===== Texte extrait
« Irène » d’Alain Cavalier : Une femme apparaît

Dans « Irène », Alain Cavalier tente de restituer ce qui s’est joué entre sa première épouse, décédée, et lui, livrant le mystère d’une femme blessée.

Christophe Kantcheff  • 29 octobre 2009 abonné·es
« Irène » d’Alain Cavalier : Une femme apparaît

Est-ce que la présence d’une femme absente fait un film ? Cette femme, Irène, la première épouse d’Alain Cavalier, a disparu il y a longtemps, succombant dans un accident de voiture en 1972. Elle ne l’a cependant jamais quitté. Le hante-t-elle davantage depuis que la mère de celui-ci est morte ? C’est ce que peut suggérer la séquence qui ouvre Irène , montrant la dépouille de la vieille femme sur son lit de mort. Mais ces images signifient davantage : juste après, Alain Cavalier filme son pied déformé par une crise de goutte, réaction somatique au décès de sa mère. Et le cinéaste, en voix off, d’opérer ce glissement-jeu de mots éloquent : « pieds gonflés, œdème, Œdipe » . Comme si l’effacement de sa mère libérait quelque chose, la possibilité d’une parole, d’un dévoilement, d’une reconnaissance envers Irène.

On ne saura pas comment il a retrouvé – par hasard ou recherchés exprès – les carnets de 1971 et 1972 où il tenait son journal intime, d’une écriture serrée, presque sans ratures. Ils seront comme les soutiens de sa mémoire tout au long du film. Alain Cavalier en lira quelques extraits, qui racontent crûment les faits, et surtout ses dispositions d’esprit et ses réactions vis-à-vis d’Irène. Il dit : « Le sel, le levain et le danger de ces carnets, c’est Irène. » Il aura même, un moment, la tentation de les passer à la flamme d’un camping-gaz pour les détruire. Heureusement, il n’ira pas jusqu’au bout de son geste. Reste une certitude sur ce qui est le plus vif et le plus brûlant : le souvenir d’Irène, incandescent.

Parenthèse : aujourd’hui, et cela depuis de nombreuses années, la caméra a remplacé le stylo. Alain Cavalier réalise des films seul, au moyen de sa petite caméra (avec pour unique collaboratrice Françoise Widhoff, sa compagne), amplement autobiographiques. Avec cette précision, que le cinéaste nous livrait à la sortie du Filmeur , son précédent long-métrage : « Pour organiser un tant soit peu le désordre absolu qui règne en moi, il faut précisément que je sorte de moi pour regarder et écouter le monde. L’intérieur et ­l’extérieur ne sont jamais coupés l’un de ­l’autre. Tout film dit autobiographique est en réalité un regard vers l’extérieur. Le Filmeur est un film introspectif, mais à travers le regard sur les autres [^2]. » Le propos est peut-être encore plus juste en ce qui concerne Irène. Il suffit, en tout cas, à expliquer pourquoi l’impudeur de ses films n’a rien de voyeuriste ou d’égocentrique. Pas plus qu’ils ne jouent sur le (faux) sentiment de complicité qu’induirait le ton de la confidence. Incontestablement, les films d’Alain Cavalier touchent le spectateur là où lui aussi peine à voir clair en lui-même. Comme s’ils éclairaient un point universel et aveugle. Mais fugacement, et à la bougie.
==========
===== Extrait de données
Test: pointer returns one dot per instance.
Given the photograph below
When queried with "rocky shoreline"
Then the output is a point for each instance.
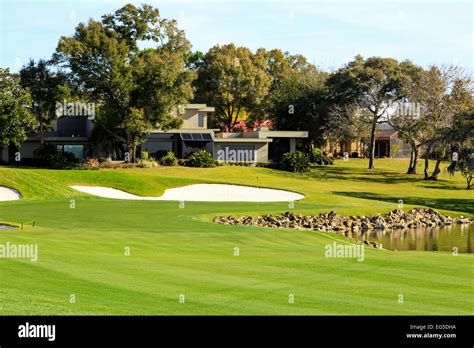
==========
• **Vos tâches**
[a] Dans l'article sur le film « Irène », reprenez tout ce qui va de "On ne saura" jusqu'à "souvenir d’Irène, incandescent." en remplaçant "carnets" par "cahiers".
[b] Relevez toutes les personnes désignées par leur prénom et leur nom dans l'article sur le film « Irène ».
[c] Écrivez la suite de l'article sur le film « Irène » après sa dernière phrase.

• **Réponses ci-dessous**
[a]
On ne saura pas comment il a retrouvé – par hasard ou recherchés exprès – les cahiers de 1971 et 1972 où il tenait son journal intime, d’une écriture serrée, presque sans ratures. Ils seront comme les soutiens de sa mémoire tout au long du film. Alain Cavalier en lira quelques extraits, qui racontent crûment les faits, et surtout ses dispositions d’esprit et ses réactions vis-à-vis d’Irène. Il dit : « Le sel, le levain et le danger de ces cahiers, c’est Irène. » Il aura même, un moment, la tentation de les passer à la flamme d’un camping-gaz pour les détruire. Heureusement, il n’ira pas jusqu’au bout de son geste. Reste une certitude sur ce qui est le plus vif et le plus brûlant : le souvenir d’Irène, incandescent.

[b] Alain Cavalier, Christophe Kantcheff, Françoise Widhoff

[c]
Reprenons. Irène raconte donc ce qui s’est joué (de l’amour, mais lequel ?) entre Irène et le cinéaste, dresse le portrait d’une femme inquiète, peu sûre d’elle-même, qu’une opération a rendue stérile, et qui est brutalement sortie de la vie. Bien entendu, Cavalier peut convoquer des récits. Par exemple, les circonstances de leur première rencontre. Ou des images qui ont valeur d’archives, comme cette séquence de la Chamade , réalisé en 1968, au temps où Cavalier faisait des films « conventionnels », ici avec Catherine Deneuve, séquence dont le dialogue a été écrit par Irène.
Le cinéaste raconte aussi, à la manière d’un flash-back, l’expérience limite, traumatique, de l’annonce de son décès. Il filme dans la maison des amis où il se trouvait alors. Irène était partie faire une balade en voiture, seule, parce qu’Alain Cavalier n’avait pas voulu l’accompagner. Les heures ont passé, l’inquiétude a monté et, dans la soirée, un coup de fil a agi comme un couperet. On sort de ce récit, pourtant porté minimalement par un plan sur un téléphone, un autre sur le jardinet devant la maison, extrêmement ému. Le cinéaste se dit « soulagé » . Il lui fallait aller au bout de ce récit, revivre ces instants. C’est fait.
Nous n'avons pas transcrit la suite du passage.